_Task to complete_.
Every record must be given again word for word; no picture belongs in the copy.

_Material shown_.

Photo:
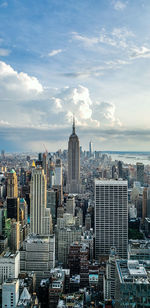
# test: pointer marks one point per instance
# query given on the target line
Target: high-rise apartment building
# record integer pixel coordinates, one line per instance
(40, 216)
(9, 265)
(13, 208)
(111, 217)
(132, 284)
(90, 148)
(140, 173)
(12, 185)
(58, 180)
(38, 255)
(10, 293)
(120, 170)
(73, 163)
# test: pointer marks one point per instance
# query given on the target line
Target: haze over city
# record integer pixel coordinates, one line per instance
(90, 58)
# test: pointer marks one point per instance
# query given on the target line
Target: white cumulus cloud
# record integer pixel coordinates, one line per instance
(54, 52)
(142, 52)
(4, 52)
(119, 5)
(14, 84)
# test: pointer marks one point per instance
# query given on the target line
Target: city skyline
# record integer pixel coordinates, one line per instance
(89, 58)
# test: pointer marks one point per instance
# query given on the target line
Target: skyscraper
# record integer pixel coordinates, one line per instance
(120, 171)
(90, 148)
(58, 179)
(140, 173)
(40, 215)
(73, 162)
(111, 217)
(12, 185)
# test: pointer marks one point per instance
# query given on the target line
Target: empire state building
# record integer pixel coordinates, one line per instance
(73, 185)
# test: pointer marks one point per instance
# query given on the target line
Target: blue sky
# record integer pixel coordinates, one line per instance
(90, 58)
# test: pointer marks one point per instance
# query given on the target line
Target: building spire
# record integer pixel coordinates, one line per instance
(73, 126)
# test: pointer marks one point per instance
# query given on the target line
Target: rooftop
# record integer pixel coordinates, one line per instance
(133, 271)
(110, 182)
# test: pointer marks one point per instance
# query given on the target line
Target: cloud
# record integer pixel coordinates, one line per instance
(4, 52)
(54, 52)
(26, 106)
(106, 113)
(142, 52)
(17, 85)
(32, 139)
(119, 5)
(118, 37)
(87, 40)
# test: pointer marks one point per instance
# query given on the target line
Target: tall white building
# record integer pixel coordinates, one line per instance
(9, 266)
(58, 180)
(73, 185)
(58, 172)
(111, 217)
(40, 216)
(70, 205)
(10, 293)
(38, 255)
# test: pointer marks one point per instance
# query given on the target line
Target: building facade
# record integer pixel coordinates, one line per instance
(111, 217)
(73, 163)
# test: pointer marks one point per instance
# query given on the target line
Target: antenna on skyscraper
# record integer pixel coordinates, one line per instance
(73, 127)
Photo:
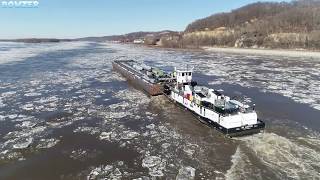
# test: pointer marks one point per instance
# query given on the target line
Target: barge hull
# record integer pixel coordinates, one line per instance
(151, 88)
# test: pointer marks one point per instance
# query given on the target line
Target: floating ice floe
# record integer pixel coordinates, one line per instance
(28, 107)
(151, 161)
(26, 124)
(289, 158)
(127, 135)
(105, 172)
(79, 154)
(89, 130)
(47, 143)
(2, 118)
(105, 136)
(155, 165)
(186, 173)
(8, 94)
(1, 103)
(32, 94)
(23, 143)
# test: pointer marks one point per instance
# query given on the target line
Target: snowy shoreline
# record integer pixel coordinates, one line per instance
(273, 52)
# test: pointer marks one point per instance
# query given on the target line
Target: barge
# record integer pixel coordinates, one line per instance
(229, 116)
(150, 79)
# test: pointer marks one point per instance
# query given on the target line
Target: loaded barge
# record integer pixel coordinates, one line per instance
(150, 79)
(229, 116)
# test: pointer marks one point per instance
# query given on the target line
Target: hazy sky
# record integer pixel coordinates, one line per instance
(80, 18)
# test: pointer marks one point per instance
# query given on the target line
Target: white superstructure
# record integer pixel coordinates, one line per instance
(228, 115)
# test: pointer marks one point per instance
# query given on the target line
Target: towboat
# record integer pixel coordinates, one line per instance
(150, 79)
(229, 116)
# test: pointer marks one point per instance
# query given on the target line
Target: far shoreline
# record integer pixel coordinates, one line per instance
(265, 52)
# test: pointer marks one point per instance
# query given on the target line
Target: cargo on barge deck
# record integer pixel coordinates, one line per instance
(151, 85)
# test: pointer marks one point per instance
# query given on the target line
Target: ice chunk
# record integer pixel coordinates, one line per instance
(151, 161)
(156, 173)
(47, 143)
(23, 143)
(105, 136)
(127, 135)
(27, 124)
(186, 173)
(150, 126)
(32, 94)
(28, 107)
(89, 130)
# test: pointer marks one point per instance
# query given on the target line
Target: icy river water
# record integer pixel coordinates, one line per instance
(64, 114)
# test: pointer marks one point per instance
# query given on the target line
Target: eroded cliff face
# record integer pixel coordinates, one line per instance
(227, 37)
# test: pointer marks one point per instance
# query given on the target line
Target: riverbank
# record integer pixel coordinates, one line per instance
(266, 52)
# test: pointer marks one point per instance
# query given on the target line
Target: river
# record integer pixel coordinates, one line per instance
(64, 114)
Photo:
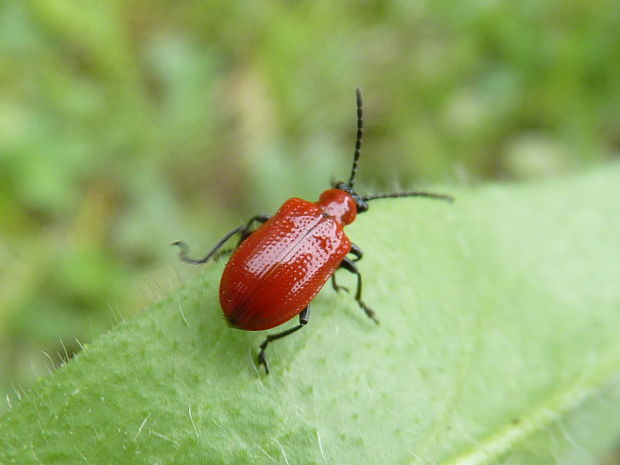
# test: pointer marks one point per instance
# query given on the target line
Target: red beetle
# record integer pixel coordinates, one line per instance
(279, 267)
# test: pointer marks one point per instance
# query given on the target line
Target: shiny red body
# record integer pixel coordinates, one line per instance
(275, 273)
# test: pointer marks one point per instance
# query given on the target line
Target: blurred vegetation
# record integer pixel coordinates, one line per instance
(126, 125)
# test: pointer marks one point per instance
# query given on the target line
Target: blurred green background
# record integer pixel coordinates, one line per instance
(127, 125)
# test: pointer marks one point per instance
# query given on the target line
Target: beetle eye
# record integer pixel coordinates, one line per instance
(362, 205)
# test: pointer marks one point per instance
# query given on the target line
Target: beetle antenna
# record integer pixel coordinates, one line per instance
(358, 138)
(395, 195)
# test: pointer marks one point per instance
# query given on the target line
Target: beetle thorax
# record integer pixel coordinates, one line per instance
(338, 204)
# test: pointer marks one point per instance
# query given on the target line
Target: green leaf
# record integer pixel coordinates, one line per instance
(498, 343)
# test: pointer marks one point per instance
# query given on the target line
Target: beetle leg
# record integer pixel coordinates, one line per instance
(304, 316)
(355, 250)
(212, 252)
(247, 230)
(215, 252)
(350, 265)
(335, 285)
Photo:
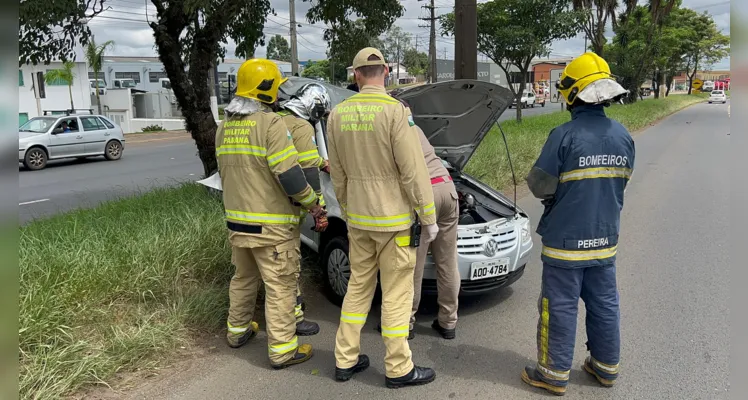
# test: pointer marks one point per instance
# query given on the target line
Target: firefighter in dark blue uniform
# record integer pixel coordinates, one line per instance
(581, 176)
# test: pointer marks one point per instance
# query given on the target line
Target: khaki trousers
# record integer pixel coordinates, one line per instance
(444, 252)
(390, 254)
(276, 266)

_Expected answer_.
Photo:
# test: pointer marks one point per instance
# query given on the target line
Target: high-rise apartment building
# record integer pixel coordinates, one line per instance
(40, 216)
(9, 265)
(13, 208)
(111, 217)
(132, 284)
(90, 148)
(140, 173)
(12, 185)
(58, 180)
(38, 255)
(10, 293)
(120, 170)
(73, 163)
# test: pointer marks one point per instance
# query given on the target line
Target: haze over city
# record integer pixel coordinates, one line per instance
(90, 58)
# test: pointer marks one point per instance
# query given on the target line
Target: white cumulus cloud
# record integer pixel coordinates, one line per instance
(54, 52)
(142, 52)
(4, 52)
(119, 5)
(14, 84)
# test: pointer marks one point per instance
# query given on the target line
Target: city skyline
# record integer pixel coordinates, one line per instance
(89, 58)
# test: pointer marks one point per instance
# query given on the target line
Target: skyscraper
# record integer pixel coordinates, one line per instance
(120, 171)
(90, 148)
(58, 179)
(140, 173)
(40, 215)
(73, 162)
(111, 217)
(12, 185)
# test: pointer marks one point per instance
# query given on the target line
Target: empire state building
# record integer pixel coordinates, one line per instance
(73, 185)
# test: pointer marks one point per instance
# query given on the target line
Target: blue sky
# record integer pixel coordinates, one line per instance
(90, 58)
# test: pointer marks one point per instance
# query given on the target line
Target: building spire
# record integer pixel coordinates, one line per instance
(73, 126)
# test: pointer marks one point per instance
# query given on the target line
Target: rooftop
# record integer pixel coordinates, one line per instance
(133, 271)
(110, 182)
# test: pointer marks one point per instance
# query given on the target line
Target: cloud
# record integer pixel coordinates, one line per instance
(4, 52)
(54, 52)
(26, 106)
(106, 113)
(142, 52)
(17, 85)
(32, 139)
(119, 5)
(118, 37)
(87, 40)
# test: pointer marks one point per instance
# query given on the target line
Target: tall white building
# record integer pixel coordinates, one line per instance
(9, 266)
(58, 180)
(73, 185)
(58, 172)
(111, 217)
(40, 216)
(70, 205)
(10, 293)
(38, 255)
# test: pointer marks one point per instance
# query given on the target line
Target: building facade
# record integer pixel coordinates, one line per instance
(111, 217)
(73, 163)
# test: pointer marks one point per instance
# query given on the target line
Target: antenna on skyscraper
# record integer pixel coordinates, one line per instance
(73, 127)
Photo:
# test: pointer marks one point per instance
# query given on the target line
Target: barge hull
# record integer pixel coordinates, one line per instance
(151, 88)
# test: pointer marks one point per instance
# query given on the target line
Target: floating ice floe
# record integer pixel coordinates, one line per instance
(28, 107)
(151, 161)
(26, 124)
(289, 158)
(127, 135)
(105, 172)
(79, 154)
(89, 130)
(47, 143)
(2, 118)
(105, 136)
(155, 165)
(186, 173)
(8, 94)
(1, 103)
(32, 94)
(23, 143)
# test: pointer marks one point per instance
# query given on the target line
Target: snowy shoreline
# record integer pixel coordinates, one line per instance
(273, 52)
# test: pointer marks one point per instance
# query given on the target line
Target: barge
# record integer pixel coordinates, one line per instance
(229, 116)
(150, 79)
# test: pointer marks one point per instance
# query given on the target line
Target: loaded barge
# record integer pixel coordinates, one line per instance
(150, 79)
(229, 116)
# test: pointer marks one point per instance
# query given on the target line
Target: hazy sky
# record integer pixel coordinates, one line per instance
(80, 18)
# test: pointer marks one point per instance
# query given on the target line
Target: white superstructure
# record integer pixel coordinates, one line per instance
(228, 115)
# test: pointer marks one point per instance
# query given on the target line
Target: towboat
# record integer pixel coordinates, one line per instance
(150, 79)
(229, 116)
# test: pointer marks one point per instance
# query given on the target line
Target: far shoreline
# record integer pixel coordinates, one line per instance
(265, 52)
# test: pointer marks one point per instance
# query given on the target line
Target: cargo on barge deck
# record integer pixel coordinates, one line per instance
(151, 85)
# test: pointer marks one point per instance
# query given on the target line
Target: ice chunk
# record integer pixel coordinates, one line per instance
(151, 161)
(156, 173)
(47, 143)
(23, 143)
(105, 136)
(127, 135)
(27, 124)
(186, 173)
(150, 126)
(32, 94)
(28, 107)
(89, 130)
# test: pointer marks one point per instance
# query given on the target line
Target: icy river water
# record integer pixel coordinates, one line per instance
(64, 114)
# test: pointer marks one point per instance
# query given on the target line
Target: eroded cliff face
# record integer pixel coordinates, one line per instance
(227, 37)
# test: pointer marks one point per instance
# query given on the target line
Target: riverbank
# record integer pixel coordinates, one line per instance
(266, 52)
# test: pointer marks one point per instance
# query given on the target line
Target: river
# record integer pixel coordinates, one line per instance
(64, 114)
Photo:
# test: pointer marks one point per instance
# query given on the target line
Target: red beetle
# record integer pixel coordinates, one line per instance
(279, 267)
# test: pointer marks one point per instance
# query given on the target line
Target: shiny red body
# record integer pixel coordinates, one line per instance
(275, 273)
# test: pointer marks one point per instance
# query given on the target line
Target: blurred vegetation
# record integer pixel coordinates, one line per instance
(126, 125)
# test: pointer marks one point per instance
# query given on the target line
Target: blurred green background
# record integer pixel coordinates, one line per instance
(127, 125)
# test: pointer marks one point per instance
# query given on the target line
Target: beetle eye
# record integer pixel coordinates, one line per instance
(362, 205)
# test: pointer marks one point per instance
# query given on the target line
Target: beetle antenna
# record integer pixel coordinates, one line per instance
(358, 138)
(395, 195)
# test: pointer marks one point per instance
# query given on the target line
Target: beetle thorax
# record integer pixel coordinates, one line per instance
(338, 204)
# test: pointer marks one point per instance
# query given on the target line
Target: green leaf
# record integer pixel coordinates, one line per instance
(498, 343)
# test: pointer marks one point per instance
# query given on the target line
Target: beetle leg
# record integer pixel coordinates, one line per instance
(304, 316)
(355, 250)
(212, 252)
(247, 230)
(215, 252)
(350, 265)
(335, 285)
Photo:
# test: pointer marks one point per instance
# query given on the target line
Target: firefighter in dark blue uniform
# record integer pixel coordinates, one line per instance
(581, 176)
# test: pointer marks one point per instance
# query given on the target line
Target: khaki trousers
# record integer pixel coordinates, one line per instance
(444, 252)
(390, 254)
(276, 266)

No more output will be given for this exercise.